• Your goal: Could you please find each line in the records that contains the word "hillside" and copy it?

• Recorded data:
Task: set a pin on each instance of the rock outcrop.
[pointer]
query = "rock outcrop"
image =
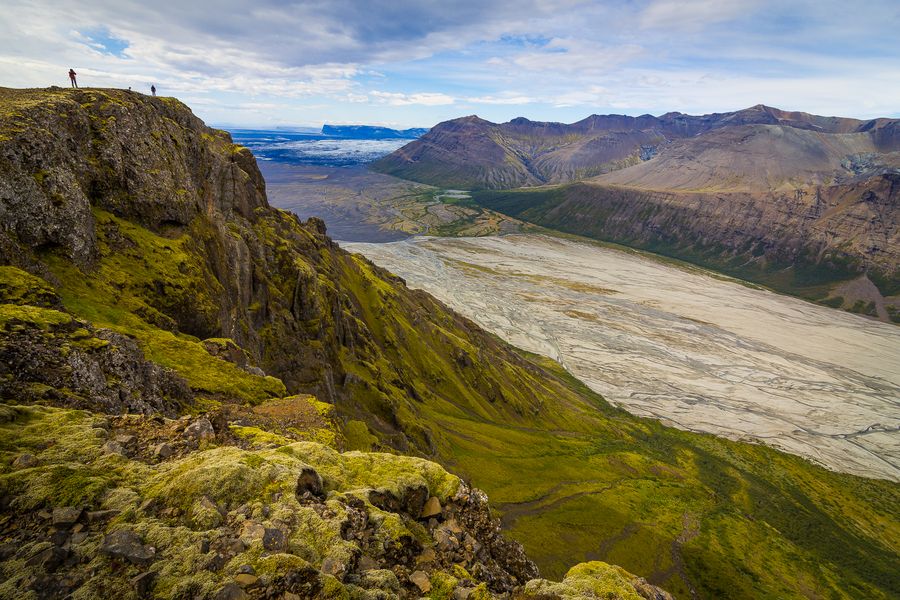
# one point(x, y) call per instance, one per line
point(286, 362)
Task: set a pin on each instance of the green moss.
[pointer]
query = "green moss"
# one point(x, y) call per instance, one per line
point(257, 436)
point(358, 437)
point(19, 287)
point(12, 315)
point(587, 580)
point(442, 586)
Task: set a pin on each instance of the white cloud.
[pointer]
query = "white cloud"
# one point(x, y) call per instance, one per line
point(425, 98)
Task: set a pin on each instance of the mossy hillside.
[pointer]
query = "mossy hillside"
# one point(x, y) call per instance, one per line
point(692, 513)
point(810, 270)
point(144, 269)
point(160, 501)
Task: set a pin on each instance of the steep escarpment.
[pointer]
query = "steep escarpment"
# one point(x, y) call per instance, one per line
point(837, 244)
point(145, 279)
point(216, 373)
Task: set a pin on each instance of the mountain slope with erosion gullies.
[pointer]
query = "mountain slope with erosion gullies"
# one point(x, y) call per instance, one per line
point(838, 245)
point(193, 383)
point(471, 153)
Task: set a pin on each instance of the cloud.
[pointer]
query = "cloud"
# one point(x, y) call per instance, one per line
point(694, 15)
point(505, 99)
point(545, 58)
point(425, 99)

• Solution to the exercise:
Task: set a pin on each instance of the mossy hillside.
query = "mossy hillside"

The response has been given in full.